ACTION ITEM - Reproduce all the entries exactly and keep the pictures out.

(Image-grounded pointing data)
------------------------------------------------------------------------

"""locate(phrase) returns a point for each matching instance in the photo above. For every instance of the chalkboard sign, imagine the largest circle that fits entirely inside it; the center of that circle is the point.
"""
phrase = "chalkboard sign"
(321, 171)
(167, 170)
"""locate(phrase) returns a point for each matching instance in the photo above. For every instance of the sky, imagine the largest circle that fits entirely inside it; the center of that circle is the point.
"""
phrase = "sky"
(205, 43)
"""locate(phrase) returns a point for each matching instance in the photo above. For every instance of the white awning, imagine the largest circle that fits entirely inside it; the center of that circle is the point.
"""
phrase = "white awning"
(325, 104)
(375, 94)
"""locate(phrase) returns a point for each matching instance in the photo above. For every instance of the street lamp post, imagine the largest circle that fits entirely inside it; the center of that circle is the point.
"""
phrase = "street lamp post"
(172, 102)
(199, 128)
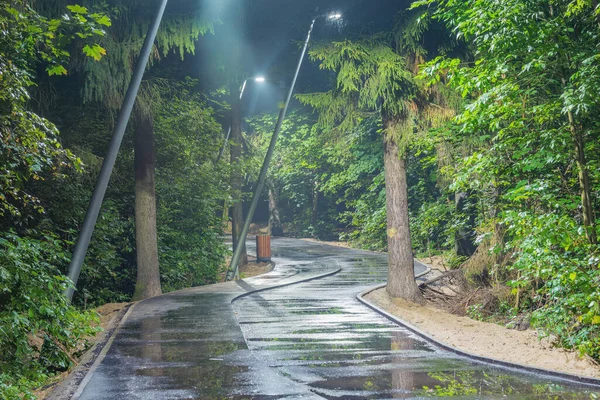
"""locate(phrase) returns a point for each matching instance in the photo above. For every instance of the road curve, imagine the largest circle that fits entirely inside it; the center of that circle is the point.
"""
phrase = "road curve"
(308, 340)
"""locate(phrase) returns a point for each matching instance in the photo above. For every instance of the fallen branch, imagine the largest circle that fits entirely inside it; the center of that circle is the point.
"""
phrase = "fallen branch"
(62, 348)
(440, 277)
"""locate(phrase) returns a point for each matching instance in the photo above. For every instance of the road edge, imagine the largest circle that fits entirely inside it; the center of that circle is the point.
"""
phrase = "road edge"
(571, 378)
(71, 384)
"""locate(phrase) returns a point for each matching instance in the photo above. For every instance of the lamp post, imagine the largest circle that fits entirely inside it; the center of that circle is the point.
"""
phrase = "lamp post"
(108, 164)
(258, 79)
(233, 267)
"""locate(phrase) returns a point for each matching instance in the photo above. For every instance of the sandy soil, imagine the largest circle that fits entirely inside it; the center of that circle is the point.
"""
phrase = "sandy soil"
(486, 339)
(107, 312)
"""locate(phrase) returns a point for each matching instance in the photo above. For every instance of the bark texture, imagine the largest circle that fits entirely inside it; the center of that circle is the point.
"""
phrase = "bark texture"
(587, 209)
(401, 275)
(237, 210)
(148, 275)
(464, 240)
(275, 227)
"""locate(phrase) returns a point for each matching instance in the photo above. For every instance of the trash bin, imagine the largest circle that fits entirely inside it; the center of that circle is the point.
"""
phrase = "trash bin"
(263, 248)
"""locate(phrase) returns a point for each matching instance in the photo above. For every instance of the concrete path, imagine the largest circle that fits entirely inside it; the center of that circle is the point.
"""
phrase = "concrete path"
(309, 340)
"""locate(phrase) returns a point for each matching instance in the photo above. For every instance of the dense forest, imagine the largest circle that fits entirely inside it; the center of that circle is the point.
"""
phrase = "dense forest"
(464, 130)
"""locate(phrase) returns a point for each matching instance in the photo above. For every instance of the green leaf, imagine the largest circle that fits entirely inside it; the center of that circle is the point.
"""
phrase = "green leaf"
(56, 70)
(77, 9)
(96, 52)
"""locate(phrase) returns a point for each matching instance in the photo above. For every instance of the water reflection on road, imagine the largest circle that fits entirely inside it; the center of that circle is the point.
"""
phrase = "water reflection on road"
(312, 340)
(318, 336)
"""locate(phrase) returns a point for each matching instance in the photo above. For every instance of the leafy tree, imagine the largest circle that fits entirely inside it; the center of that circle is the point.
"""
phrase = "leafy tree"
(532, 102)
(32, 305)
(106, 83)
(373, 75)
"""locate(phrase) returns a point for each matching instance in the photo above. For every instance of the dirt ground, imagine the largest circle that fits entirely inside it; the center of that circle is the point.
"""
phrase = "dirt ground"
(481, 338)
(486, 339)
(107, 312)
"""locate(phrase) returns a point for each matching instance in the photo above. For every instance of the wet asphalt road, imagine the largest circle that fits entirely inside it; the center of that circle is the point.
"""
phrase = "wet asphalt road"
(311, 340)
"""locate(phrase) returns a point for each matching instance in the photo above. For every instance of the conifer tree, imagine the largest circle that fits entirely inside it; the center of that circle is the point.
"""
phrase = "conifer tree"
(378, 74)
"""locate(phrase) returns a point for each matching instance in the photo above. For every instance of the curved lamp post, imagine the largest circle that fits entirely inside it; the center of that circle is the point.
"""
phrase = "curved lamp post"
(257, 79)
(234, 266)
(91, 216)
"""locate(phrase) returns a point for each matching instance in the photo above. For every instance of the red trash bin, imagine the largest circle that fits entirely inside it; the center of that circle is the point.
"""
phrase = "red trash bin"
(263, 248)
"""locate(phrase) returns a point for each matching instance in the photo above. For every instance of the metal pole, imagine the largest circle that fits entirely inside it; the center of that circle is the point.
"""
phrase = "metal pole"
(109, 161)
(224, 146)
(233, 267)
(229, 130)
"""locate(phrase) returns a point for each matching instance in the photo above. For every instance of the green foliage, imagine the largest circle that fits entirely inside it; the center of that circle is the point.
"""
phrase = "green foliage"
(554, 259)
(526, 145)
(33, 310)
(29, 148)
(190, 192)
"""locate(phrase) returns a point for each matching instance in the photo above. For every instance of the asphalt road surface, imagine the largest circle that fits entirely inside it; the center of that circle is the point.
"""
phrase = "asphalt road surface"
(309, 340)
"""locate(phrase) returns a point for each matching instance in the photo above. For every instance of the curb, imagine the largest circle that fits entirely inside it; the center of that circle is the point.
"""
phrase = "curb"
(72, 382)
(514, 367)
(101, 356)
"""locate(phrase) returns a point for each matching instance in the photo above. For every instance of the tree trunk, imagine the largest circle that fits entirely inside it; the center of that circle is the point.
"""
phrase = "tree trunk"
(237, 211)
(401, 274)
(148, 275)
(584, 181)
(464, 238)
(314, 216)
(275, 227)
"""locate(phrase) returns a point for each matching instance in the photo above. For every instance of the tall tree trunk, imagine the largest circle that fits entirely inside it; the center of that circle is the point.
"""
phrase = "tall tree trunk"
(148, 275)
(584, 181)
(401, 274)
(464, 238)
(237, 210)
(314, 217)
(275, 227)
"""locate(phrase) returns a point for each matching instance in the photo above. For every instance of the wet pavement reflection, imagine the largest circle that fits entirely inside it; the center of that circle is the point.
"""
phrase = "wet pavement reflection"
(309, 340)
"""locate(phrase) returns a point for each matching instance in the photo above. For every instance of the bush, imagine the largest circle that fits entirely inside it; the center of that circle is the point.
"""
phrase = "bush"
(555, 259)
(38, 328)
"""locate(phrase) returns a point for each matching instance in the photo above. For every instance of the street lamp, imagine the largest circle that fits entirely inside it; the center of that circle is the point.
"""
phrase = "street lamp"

------------------------------------------------------------------------

EXERCISE ANSWER -
"""locate(phrase) returns a point for each matching instance in the photo above. For every instance of the chalkboard sign, imagine the largest circle that fits entirely inside it; the center of that circle is the point.
"""
phrase = "chalkboard sign"
(321, 171)
(167, 170)
"""locate(phrase) returns a point for each matching instance in the photo above. For every instance of the sky, imagine the largest circle that fits entirely inside it; the center of that circle is the point.
"""
phrase = "sky"
(205, 43)
"""locate(phrase) returns a point for each matching instance in the photo above. For every instance of the white awning, imagine the largest circle that fits entirely inside it; the center of that circle is the point.
"""
phrase = "white awning"
(325, 104)
(375, 94)
"""locate(phrase) returns a point for each matching instance in the photo above. For every instance of the street lamp post, imagine the largest circle that fits entirely inside it; the center of that circle is the point.
"""
phrase = "street lamp post"
(172, 102)
(199, 128)
"""locate(phrase) returns a point for each matching instance in the photo above. For every instance of the road curve, imagine the largest circle that fits entirely inside it; the center of that circle is the point.
"""
phrase = "road curve"
(308, 340)
"""locate(phrase) returns a point for each matching instance in the photo above. For every instance of the fallen branch, imagine the largest circle that fits entirely inside it; the center of that circle is the point.
"""
phrase = "fallen branch"
(62, 348)
(440, 277)
"""locate(phrase) returns a point for each matching instance in the photo above. For every instance of the road edge, imagine the largest circle that fits entirely inside it; the center of that circle is the point.
"""
phrase = "road edge"
(571, 378)
(71, 384)
"""locate(phrase) returns a point for each matching instance in the photo above. For every instance of the lamp post, imagine the largest circle that fits entirely inside it; the center of that circle is the point.
"""
phrase = "lamp post"
(108, 164)
(258, 79)
(233, 267)
"""locate(phrase) returns a point for each matching instance in the photo above. For every instance of the sandy soil, imagine the largest circle that fits entirely inside it; the center of that circle is the point.
"""
phrase = "sandy soil"
(486, 339)
(107, 312)
"""locate(phrase) returns a point for each matching instance in the photo above. For every instance of the bark texture, imagine the largest circle that fits entirely inside it; the center of that circle is the point.
"""
phrase = "bark texture"
(587, 209)
(401, 275)
(237, 210)
(148, 275)
(464, 240)
(275, 227)
"""locate(phrase) returns a point for each matching instance in the photo above. For every instance of the trash bin, imagine the largest circle that fits entirely inside it; the center of that circle is the point.
"""
phrase = "trash bin"
(263, 248)
"""locate(phrase) returns a point for each matching instance in the photo above. For every instance of the concrete path, imagine the largest circle that fits entirely inside it; the center of that circle is the point.
"""
phrase = "concrete path"
(309, 340)
"""locate(phrase) returns a point for each matching instance in the photo above. For every instance of the dense forest, imagine the largest circle that fits entirely inside it; the center of that circle is the point.
"""
phrase = "dense forest"
(464, 130)
"""locate(phrase) returns a point for each matching instance in the photo above. For every instance of the green leaf, imagine the largest circle that fits entirely inside it; the center of that circle is the point.
"""
phrase = "green leaf"
(56, 70)
(77, 9)
(96, 52)
"""locate(phrase) returns a point for each matching instance in the photo above. For every instance of the water reflection on road, imagine the largest circle that fits entirely inside it; the center of that circle is the point.
"""
phrase = "water reflection on road"
(312, 340)
(318, 336)
"""locate(phrase) returns a point for each matching instance in the photo above. For every instance of the leafy tree, imagine the largest circle that fits entirely inside it; the center of that circle is the point.
"""
phrase = "leafy tree"
(532, 102)
(32, 305)
(106, 83)
(373, 75)
"""locate(phrase) returns a point for each matching instance in the photo above. For every instance of the dirt ground, imagine the largest circle that fits entirely inside it; the center of that circle is the point.
"""
phrase = "dirt ground"
(481, 338)
(486, 339)
(107, 312)
"""locate(phrase) returns a point for each matching instance in the photo above. For every instance of the wet asphalt road, imagine the largest circle that fits entirely inside it; the center of that circle is the point.
"""
phrase = "wet asphalt road"
(311, 340)
"""locate(phrase) returns a point for each matching instance in the photo above. For every instance of the conifer tree, imagine the largest circle that fits entirely inside it; the center of that circle is the point.
"""
phrase = "conifer tree"
(378, 74)
"""locate(phrase) returns a point for each matching instance in the photo above. For every instance of the curved lamp post, imagine the largest circle that fits entirely inside it; the center of that circle is the point.
"""
phrase = "curved lamp post"
(257, 79)
(234, 266)
(91, 216)
"""locate(phrase) returns a point for each matching instance in the photo above. For every instance of the red trash bin, imagine the largest circle that fits entirely inside it; the center of that circle is the point.
"""
phrase = "red trash bin"
(263, 248)
"""locate(phrase) returns a point for each matching instance in the photo above. For every instance of the metal pole, imagine the largest circle that fits entirely inside it; the center of that circle is the point.
"""
phrase = "metal pole"
(109, 161)
(224, 146)
(233, 267)
(229, 130)
"""locate(phrase) returns a point for each matching instance in the photo above. For every instance of the green foliage, imagine the largest circle that fits entirely inside it; the center of that circle is the point.
"""
phrase = "green foliage"
(554, 259)
(526, 145)
(33, 310)
(29, 148)
(190, 192)
"""locate(phrase) returns a point for each matching instance in the photo above. For every instance of the asphalt road surface, imagine the largest circle that fits entirely inside it; the center of that circle is the point.
"""
phrase = "asphalt road surface"
(309, 340)
"""locate(phrase) returns a point for each matching instance in the photo above. For every instance of the curb, imagine the largest circle that fits entirely inside it; the center of that circle is the point.
"""
phrase = "curb"
(72, 382)
(514, 367)
(101, 356)
"""locate(phrase) returns a point for each matching instance in the photo above. For every instance of the tree trunk, imagine the largest circle that fits entirely inside it; the center of that circle is the point.
"""
phrase = "tree trunk"
(237, 211)
(401, 274)
(148, 275)
(584, 181)
(464, 238)
(314, 216)
(275, 227)
"""locate(phrase) returns a point for each matching instance in the photo above. For every instance of the tall tree trunk, imagine the largest circle that fits entirely inside it; the center of that circle is the point.
"""
phrase = "tall tree trunk"
(148, 275)
(584, 181)
(401, 274)
(464, 238)
(237, 210)
(314, 217)
(275, 227)
"""locate(phrase) returns a point for each matching instance in the photo above. For every instance of the wet pavement reflection, imagine the largest circle that fits entirely inside it; the center of that circle is the point.
"""
phrase = "wet pavement reflection"
(309, 340)
"""locate(phrase) returns a point for each matching instance in the photo above. For every instance of the bush, imagine the largest circle that fits entirely inside it; the center of that circle is the point.
"""
phrase = "bush"
(555, 259)
(38, 328)
"""locate(phrase) returns a point for each matching instance in the photo above. For every instance of the street lamp, imagine the largest circle that fits entirely inside it; the center of that circle is the point.
"""
phrase = "street lamp"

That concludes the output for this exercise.